Exercise instructions.
For the records that follow, say how many lines have the word "pointer" in them. Write the number and nothing more.

[Stored entries]
● ● ● ●

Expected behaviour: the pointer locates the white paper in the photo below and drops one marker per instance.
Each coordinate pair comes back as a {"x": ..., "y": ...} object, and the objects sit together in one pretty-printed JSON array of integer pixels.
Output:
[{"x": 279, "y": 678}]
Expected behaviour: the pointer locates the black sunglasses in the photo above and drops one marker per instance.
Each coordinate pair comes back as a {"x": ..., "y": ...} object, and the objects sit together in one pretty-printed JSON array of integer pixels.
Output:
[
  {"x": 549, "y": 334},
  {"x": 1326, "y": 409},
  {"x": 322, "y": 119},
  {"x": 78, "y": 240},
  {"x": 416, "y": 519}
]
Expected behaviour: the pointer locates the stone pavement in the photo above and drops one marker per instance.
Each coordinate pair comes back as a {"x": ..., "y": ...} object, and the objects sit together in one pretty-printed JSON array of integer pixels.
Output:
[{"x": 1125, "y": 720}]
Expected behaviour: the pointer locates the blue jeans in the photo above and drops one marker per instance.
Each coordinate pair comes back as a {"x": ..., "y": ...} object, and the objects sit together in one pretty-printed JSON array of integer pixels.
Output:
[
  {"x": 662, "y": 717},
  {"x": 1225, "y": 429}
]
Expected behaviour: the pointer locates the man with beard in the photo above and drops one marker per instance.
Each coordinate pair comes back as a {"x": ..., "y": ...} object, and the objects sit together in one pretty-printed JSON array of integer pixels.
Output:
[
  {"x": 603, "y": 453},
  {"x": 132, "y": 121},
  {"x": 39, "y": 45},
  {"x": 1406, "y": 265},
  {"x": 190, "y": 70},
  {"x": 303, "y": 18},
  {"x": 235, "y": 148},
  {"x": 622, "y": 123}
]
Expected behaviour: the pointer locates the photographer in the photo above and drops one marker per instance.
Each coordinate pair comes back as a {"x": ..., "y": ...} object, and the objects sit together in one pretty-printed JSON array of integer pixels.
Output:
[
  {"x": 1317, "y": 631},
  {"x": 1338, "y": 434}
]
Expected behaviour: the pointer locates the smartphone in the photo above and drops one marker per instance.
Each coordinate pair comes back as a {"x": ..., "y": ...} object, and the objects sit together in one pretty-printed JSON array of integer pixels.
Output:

● ● ● ●

Output of the exercise.
7